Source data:
^^^^^^^^^^^^^^^^

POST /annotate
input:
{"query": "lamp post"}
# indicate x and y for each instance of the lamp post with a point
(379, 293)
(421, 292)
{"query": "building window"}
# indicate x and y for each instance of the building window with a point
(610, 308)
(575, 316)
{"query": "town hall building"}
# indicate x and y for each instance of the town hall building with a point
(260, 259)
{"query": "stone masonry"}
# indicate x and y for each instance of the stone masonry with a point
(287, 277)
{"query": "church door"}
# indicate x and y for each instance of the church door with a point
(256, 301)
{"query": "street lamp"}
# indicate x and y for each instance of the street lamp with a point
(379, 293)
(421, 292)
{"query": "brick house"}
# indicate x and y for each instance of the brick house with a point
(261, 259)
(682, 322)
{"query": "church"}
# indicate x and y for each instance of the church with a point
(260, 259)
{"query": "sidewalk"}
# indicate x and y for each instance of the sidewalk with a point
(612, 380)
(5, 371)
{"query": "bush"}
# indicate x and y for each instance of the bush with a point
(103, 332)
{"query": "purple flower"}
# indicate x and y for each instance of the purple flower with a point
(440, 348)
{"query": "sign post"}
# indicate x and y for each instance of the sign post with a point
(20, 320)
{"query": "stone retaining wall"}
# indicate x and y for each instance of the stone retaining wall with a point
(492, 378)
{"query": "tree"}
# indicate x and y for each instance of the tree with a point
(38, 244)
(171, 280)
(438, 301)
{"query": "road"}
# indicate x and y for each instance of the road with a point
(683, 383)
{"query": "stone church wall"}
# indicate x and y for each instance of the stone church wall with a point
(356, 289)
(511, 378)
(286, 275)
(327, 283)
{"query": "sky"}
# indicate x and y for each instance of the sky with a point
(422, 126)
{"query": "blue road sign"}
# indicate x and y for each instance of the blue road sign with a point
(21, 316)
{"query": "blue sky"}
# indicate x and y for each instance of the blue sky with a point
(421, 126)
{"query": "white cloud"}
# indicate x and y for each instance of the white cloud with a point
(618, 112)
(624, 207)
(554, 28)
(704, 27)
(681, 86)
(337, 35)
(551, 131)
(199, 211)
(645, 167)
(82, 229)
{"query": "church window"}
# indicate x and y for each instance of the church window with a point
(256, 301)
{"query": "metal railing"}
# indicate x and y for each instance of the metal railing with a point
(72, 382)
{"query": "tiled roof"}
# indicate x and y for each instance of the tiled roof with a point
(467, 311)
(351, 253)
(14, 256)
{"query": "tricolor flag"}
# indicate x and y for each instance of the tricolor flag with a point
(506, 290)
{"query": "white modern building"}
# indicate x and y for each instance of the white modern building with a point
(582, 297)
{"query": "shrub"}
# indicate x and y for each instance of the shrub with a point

^^^^^^^^^^^^^^^^

• WHAT IS ASKED:
Locate each line in the records above that contains the string "sidewalk" and copy all such lines.

• COMPLETE OUTPUT:
{"query": "sidewalk"}
# indicate x and y for each instance of the sidewalk with a point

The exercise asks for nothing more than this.